ASSIGNMENT
Starting at the line that contains "If it's not too much trouble, could you box the strip", transcribe every remaining line of the entries exactly, including the last one.

STORED DATA

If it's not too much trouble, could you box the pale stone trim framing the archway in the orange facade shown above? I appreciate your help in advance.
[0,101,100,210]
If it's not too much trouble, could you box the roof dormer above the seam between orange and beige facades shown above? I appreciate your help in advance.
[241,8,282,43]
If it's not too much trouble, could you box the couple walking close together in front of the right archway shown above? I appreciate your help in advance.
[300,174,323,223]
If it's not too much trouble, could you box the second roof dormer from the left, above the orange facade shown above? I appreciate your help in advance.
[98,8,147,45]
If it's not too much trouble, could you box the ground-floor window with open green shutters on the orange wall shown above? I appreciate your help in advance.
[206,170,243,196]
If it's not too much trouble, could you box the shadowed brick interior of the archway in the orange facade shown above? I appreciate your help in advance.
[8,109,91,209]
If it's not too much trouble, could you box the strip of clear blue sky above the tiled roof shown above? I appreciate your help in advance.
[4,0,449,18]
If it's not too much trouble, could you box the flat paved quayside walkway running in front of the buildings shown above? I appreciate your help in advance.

ANSWER TO THIS TASK
If it's not too much trouble, could you box the strip of clear blue sky above the tiled roof shown above? I appreciate your help in advance.
[4,0,449,18]
If it's not too much trouble, could you box the flat paved quayside walkway running in front of the buildings shown above? I appreciate your help in advance.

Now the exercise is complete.